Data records

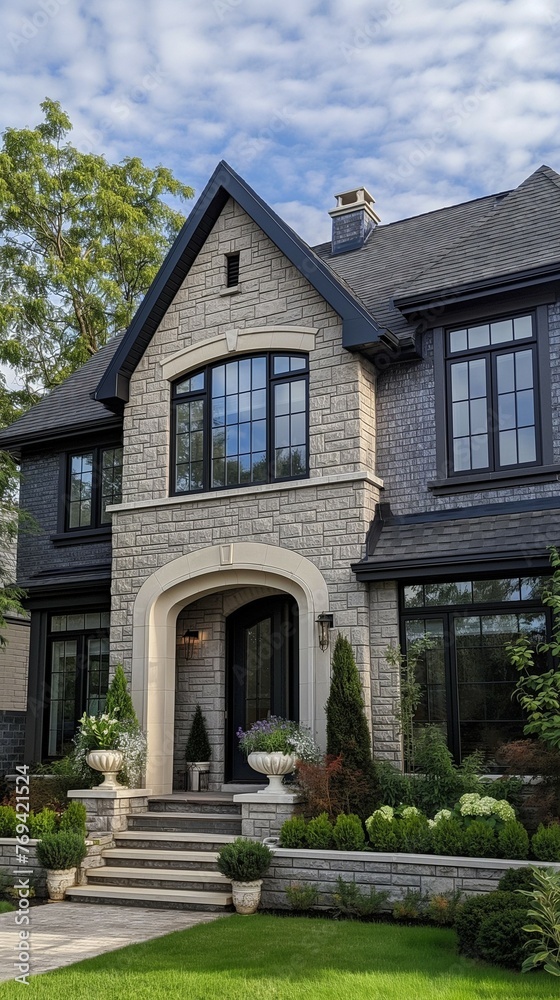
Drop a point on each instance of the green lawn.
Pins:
(263, 957)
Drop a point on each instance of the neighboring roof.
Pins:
(67, 409)
(358, 325)
(452, 543)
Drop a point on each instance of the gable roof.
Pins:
(358, 325)
(68, 408)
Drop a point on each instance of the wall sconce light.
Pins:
(324, 622)
(190, 637)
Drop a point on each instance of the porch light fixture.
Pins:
(190, 637)
(325, 622)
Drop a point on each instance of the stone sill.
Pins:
(438, 860)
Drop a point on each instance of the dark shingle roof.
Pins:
(67, 408)
(464, 540)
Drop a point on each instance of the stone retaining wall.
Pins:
(394, 873)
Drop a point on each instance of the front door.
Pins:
(262, 644)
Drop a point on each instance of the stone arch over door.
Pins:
(186, 579)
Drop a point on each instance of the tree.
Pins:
(348, 731)
(81, 241)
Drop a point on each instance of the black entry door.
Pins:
(262, 645)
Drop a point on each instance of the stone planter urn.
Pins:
(58, 881)
(109, 762)
(274, 765)
(246, 896)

* The request:
Reproduce the data above line for line, leaving out the pictures.

* Output below:
Drop a point on each instance of the green lawn.
Pins:
(263, 957)
Drop a point on each instance of the neighboring roof.
Pins:
(67, 409)
(358, 325)
(452, 543)
Drop a point on each instance of the gable roof.
Pins:
(358, 325)
(68, 408)
Drop a point on each instance of the wall sconce light.
Pins:
(324, 622)
(190, 637)
Drop a point on each instance of the porch light fixture.
Pins:
(190, 637)
(325, 622)
Drop a point on each instance of the stone sill.
Pins:
(438, 860)
Drop a point on each instance of the dark shingle roof.
Pins:
(67, 408)
(464, 540)
Drop a point on each instance of the stone retaining wall.
Pins:
(394, 873)
Drop a point on each instance of the front door.
Pins:
(262, 644)
Drop a point on each instance of the stone arch over door.
Pins:
(186, 579)
Drop a point on each instance of the tree.
Pins:
(348, 731)
(81, 241)
Drop a point on each instance of the black entry door.
Pins:
(262, 645)
Drop a point on each instance of the stone planter urn.
Pins:
(58, 881)
(109, 762)
(274, 765)
(246, 896)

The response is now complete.